**Passage shown**.
1. Manage My TA

 

Erev Pesach in Cochin in India

Home made matzoh covers

Home made matzoh covers

Home made matzoh covers at the entrance to the house, amulets to ward off the evil eye this meal is a remembrance of our ancestors who fled the tyranny of pharaohs in Egypt more than 3300 years ago The last jewish family of cochin in India

View Photos (4)

  • Image © 2007 Yehuda Kovesh
 

First Night of Seder

Pesach

2nd April 2007

Cochin India

I am honored to have been present at the table of Josephai Elias tonight, with his wife Ofera and children, Avithal and Leah

In a quiet suburb of Ernakulum

Which was lonely like an abandoned village

When he took me home as a pillion passenger

Back to the Hotel Metropolitan

Just a breath away from Ernakulum South Station of the Southern Railways

Where I had arrived on a train with 24 coaches

On air-conditioned second class A sleeper

The most comfortable seats one could procure on this overnight trains

Bringing people home from their various exiles

Four couchettes portioned off

Each passenger maintaining a silence

Similar to that one sees in prison mates brought together

With no common interest among them

Here our desire to reach

Various sonorous railway stations still bearing the architectural signatures of the long departed colonial master.

Irinjalakuda, angumali. Alwaye. Ottapalam

Almost characters out of the novel by Gabriel Garcia Marquez

Along the river Magdalena which I hope to sail in the not too distant future

An extremely well prepared Malayalee lunch at the Palms at Hotel Metropolitan, more on that later

 

Suresh the owner of Travel Land Tourist agency a stone throw away from the hotel

Very good friend and accommodating, had sent a car with a driver to pick me up and also drove me around to the bank and to the erstwhile synagogue of the departed Jews  at Market street near the Jews Street in Ernakulum

Where I was happy to see the face of babu, Elias Josephai

The people of Ernakulum and Cochin in particular and of Kerala in general are so congenial and non pretentious and genuinely friendly

After the pretentious, nerdish Bangalore with its growing fakeness and abdominal girth

It was a relief to be in Cochin, a town I have come to like more and more with each succeeding visit

This one, after the frustrating air Deccan flight of 1 January 2007, when Morgan and I left for Mumbai on  our way back to Paris. Never again on Air Deccan, that is for sure. I rather be a "sanyasi" (a fakir ) and walk to my destination in India than take Air Deccan, or is it Air Decay? Or Air Decay in?

**Supplied records**.
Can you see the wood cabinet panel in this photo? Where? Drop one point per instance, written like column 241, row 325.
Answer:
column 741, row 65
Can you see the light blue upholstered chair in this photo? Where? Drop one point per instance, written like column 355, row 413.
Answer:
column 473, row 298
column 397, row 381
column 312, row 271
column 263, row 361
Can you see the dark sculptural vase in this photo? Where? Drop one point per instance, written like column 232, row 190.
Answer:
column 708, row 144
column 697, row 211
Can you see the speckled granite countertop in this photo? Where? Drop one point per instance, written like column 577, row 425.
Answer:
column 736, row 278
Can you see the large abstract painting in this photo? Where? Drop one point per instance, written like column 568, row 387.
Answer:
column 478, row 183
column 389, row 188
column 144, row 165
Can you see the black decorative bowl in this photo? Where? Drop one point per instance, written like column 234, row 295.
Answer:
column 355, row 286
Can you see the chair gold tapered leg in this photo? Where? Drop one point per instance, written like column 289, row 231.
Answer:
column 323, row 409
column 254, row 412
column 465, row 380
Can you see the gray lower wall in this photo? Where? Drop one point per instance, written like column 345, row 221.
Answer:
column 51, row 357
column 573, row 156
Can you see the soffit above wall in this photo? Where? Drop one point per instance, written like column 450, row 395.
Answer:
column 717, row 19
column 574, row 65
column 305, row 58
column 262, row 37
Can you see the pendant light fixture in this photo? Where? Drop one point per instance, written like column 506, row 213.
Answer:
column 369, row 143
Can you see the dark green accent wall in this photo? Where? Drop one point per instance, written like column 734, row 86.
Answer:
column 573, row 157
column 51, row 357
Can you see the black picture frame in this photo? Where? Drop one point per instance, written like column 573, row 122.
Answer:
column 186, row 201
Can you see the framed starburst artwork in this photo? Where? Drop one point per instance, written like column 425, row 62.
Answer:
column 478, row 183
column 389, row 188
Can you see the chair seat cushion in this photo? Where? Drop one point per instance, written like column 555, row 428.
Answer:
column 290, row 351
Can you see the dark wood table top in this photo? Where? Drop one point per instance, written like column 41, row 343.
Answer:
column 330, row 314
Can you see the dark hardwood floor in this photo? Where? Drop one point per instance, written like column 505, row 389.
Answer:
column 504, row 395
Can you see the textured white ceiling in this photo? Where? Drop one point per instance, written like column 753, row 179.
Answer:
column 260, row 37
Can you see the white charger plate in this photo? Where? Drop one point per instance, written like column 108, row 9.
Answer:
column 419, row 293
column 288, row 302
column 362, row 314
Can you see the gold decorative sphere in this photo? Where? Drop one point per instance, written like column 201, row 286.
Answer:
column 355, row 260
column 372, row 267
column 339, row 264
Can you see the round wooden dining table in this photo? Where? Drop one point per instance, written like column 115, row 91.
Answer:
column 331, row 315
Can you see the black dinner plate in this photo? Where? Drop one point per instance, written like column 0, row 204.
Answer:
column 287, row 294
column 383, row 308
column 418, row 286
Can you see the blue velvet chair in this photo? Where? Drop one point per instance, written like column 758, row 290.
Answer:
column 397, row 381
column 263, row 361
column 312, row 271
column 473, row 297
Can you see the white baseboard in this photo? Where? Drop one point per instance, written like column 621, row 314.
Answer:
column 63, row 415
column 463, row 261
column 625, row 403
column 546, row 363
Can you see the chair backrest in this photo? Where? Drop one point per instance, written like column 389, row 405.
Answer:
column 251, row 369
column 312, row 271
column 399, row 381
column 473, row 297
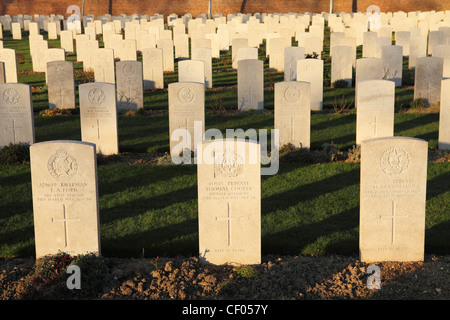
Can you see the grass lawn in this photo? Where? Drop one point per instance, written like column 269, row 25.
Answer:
column 152, row 210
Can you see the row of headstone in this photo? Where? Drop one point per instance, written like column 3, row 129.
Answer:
column 392, row 211
column 99, row 102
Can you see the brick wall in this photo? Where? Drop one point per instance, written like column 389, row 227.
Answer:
column 116, row 7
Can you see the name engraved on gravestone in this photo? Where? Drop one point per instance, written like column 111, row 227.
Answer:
column 229, row 202
column 61, row 84
column 292, row 112
column 98, row 116
column 375, row 112
column 130, row 91
column 16, row 114
column 392, row 199
column 250, row 84
column 65, row 198
column 186, row 105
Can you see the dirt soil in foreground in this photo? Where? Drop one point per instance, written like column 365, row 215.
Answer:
column 277, row 277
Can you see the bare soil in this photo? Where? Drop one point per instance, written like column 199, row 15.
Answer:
column 276, row 278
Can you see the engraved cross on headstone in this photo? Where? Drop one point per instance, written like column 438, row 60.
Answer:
column 228, row 219
column 13, row 129
column 187, row 127
column 291, row 126
column 375, row 125
column 65, row 220
column 98, row 127
column 393, row 216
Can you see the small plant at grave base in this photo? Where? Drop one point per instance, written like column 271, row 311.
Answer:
column 15, row 154
column 46, row 280
column 313, row 55
column 354, row 155
column 84, row 76
column 55, row 112
column 291, row 153
column 166, row 159
column 246, row 271
column 419, row 103
column 342, row 106
column 340, row 84
column 35, row 89
column 20, row 58
column 94, row 274
column 154, row 262
column 218, row 107
column 271, row 84
column 330, row 151
column 133, row 113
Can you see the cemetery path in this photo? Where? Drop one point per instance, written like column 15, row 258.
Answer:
column 283, row 277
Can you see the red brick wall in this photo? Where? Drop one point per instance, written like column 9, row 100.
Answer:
column 116, row 7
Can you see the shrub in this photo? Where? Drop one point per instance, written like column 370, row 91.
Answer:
column 419, row 103
column 84, row 76
column 340, row 84
column 55, row 112
column 313, row 55
column 15, row 154
column 20, row 58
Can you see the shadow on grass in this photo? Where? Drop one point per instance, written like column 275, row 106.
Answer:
column 298, row 239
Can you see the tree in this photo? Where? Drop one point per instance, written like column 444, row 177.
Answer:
column 209, row 9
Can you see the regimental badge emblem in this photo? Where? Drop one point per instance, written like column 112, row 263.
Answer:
column 292, row 95
column 394, row 161
column 62, row 165
column 228, row 164
column 96, row 96
column 128, row 69
column 11, row 96
column 185, row 95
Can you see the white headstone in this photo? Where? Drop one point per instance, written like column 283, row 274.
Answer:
column 392, row 199
column 292, row 113
column 98, row 116
column 16, row 114
column 65, row 198
column 229, row 203
column 250, row 84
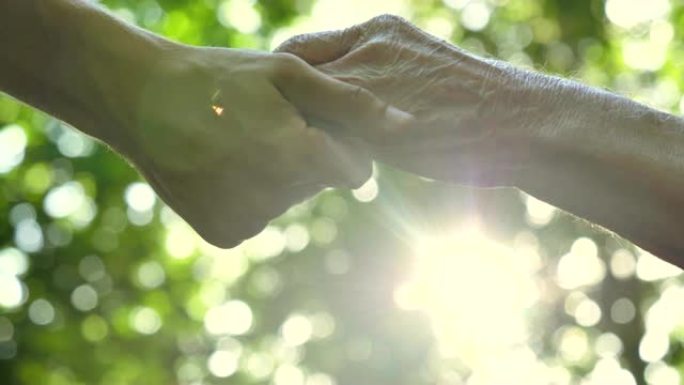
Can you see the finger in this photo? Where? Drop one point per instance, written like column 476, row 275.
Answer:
column 343, row 162
column 322, row 47
column 336, row 106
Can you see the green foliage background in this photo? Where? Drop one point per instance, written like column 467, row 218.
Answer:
column 334, row 259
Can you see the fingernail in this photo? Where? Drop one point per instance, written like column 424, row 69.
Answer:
column 397, row 118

**The problem**. Copy the Cochin Seder account starting at "Each passenger maintaining" and ending at "departed colonial master.", substituting "stillness" for "silence".

**Exercise response**.
Each passenger maintaining a stillness

Similar to that one sees in prison mates brought together

With no common interest among them

Here our desire to reach

Various sonorous railway stations still bearing the architectural signatures of the long departed colonial master.